§ **Data extracts**:
--

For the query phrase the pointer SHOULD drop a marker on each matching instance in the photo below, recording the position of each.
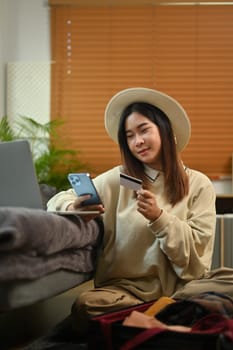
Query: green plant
(51, 159)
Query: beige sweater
(152, 260)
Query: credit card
(130, 182)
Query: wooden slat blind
(185, 51)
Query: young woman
(157, 238)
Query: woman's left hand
(147, 205)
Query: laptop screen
(18, 182)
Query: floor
(20, 327)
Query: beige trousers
(98, 301)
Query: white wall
(24, 37)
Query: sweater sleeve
(189, 243)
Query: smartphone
(82, 185)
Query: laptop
(18, 181)
(19, 185)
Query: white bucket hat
(174, 111)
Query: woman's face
(143, 139)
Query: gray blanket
(34, 243)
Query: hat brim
(174, 111)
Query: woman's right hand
(77, 204)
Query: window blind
(184, 51)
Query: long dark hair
(175, 177)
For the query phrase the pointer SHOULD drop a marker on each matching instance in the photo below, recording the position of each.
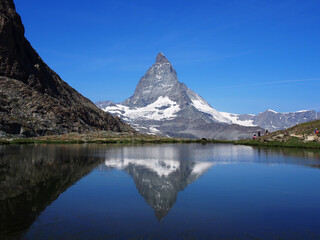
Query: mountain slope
(34, 99)
(274, 121)
(162, 105)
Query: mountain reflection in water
(33, 176)
(160, 180)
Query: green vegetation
(292, 143)
(299, 136)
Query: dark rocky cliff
(34, 100)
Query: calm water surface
(187, 191)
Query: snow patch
(270, 110)
(162, 109)
(234, 118)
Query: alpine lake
(165, 191)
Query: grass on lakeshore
(104, 138)
(292, 143)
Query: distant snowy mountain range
(164, 106)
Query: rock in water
(34, 100)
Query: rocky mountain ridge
(34, 99)
(162, 105)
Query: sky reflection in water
(187, 191)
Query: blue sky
(242, 56)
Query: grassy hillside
(301, 135)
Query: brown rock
(34, 99)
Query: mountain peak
(161, 58)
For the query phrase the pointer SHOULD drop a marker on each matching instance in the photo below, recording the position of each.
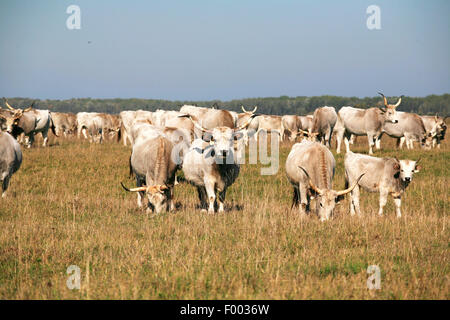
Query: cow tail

--

§ **Your assignment**:
I'd like the material above repeated exactly, with the pictures omitted.

§ **Answer box**:
For the query phrase the pointer SHOULD drop a marker on each matching instance in the photo below, recording the position of each.
Query: green plant
(51, 159)
Query: beige sweater
(152, 260)
Query: credit card
(130, 182)
Query: wooden slat blind
(185, 51)
Query: young woman
(157, 238)
Query: woman's left hand
(147, 205)
Query: laptop screen
(18, 182)
Query: floor
(20, 327)
Query: beige trousers
(98, 301)
Query: white wall
(24, 37)
Query: sweater sleeve
(189, 243)
Query: smartphone
(82, 185)
Query: laptop
(18, 181)
(19, 185)
Query: white bucket hat
(174, 111)
Query: woman's face
(143, 139)
Query: gray blanket
(34, 243)
Query: hat brim
(174, 111)
Query: woman's right hand
(77, 204)
Query: window blind
(184, 51)
Query: long dark hair
(175, 177)
For the query phrase the pointer SHOULD drop a marker on each matching instance in the photo below, recording the position of each.
Query: mountain slope
(34, 99)
(274, 121)
(162, 105)
Query: mountain reflection in water
(33, 176)
(160, 180)
Query: green vegetation
(292, 143)
(299, 136)
Query: dark rocky cliff
(34, 100)
Query: calm water surface
(187, 191)
Query: snow patch
(270, 110)
(162, 109)
(234, 118)
Query: alpine lake
(165, 191)
Query: grass on lakeshore
(104, 138)
(292, 143)
Query: distant snowy mountain range
(164, 106)
Query: rock in water
(34, 100)
Query: rocky mountain ridge
(34, 99)
(162, 105)
Query: sky reflection in water
(187, 191)
Query: blue sky
(242, 56)
Query: grassy hillside
(301, 135)
Query: brown rock
(34, 99)
Query: mountain peak
(161, 58)
For the query phrase the pointer SHOULD drop a marker on each matching instance in the photo below, recording the position of each.
Query: cow tail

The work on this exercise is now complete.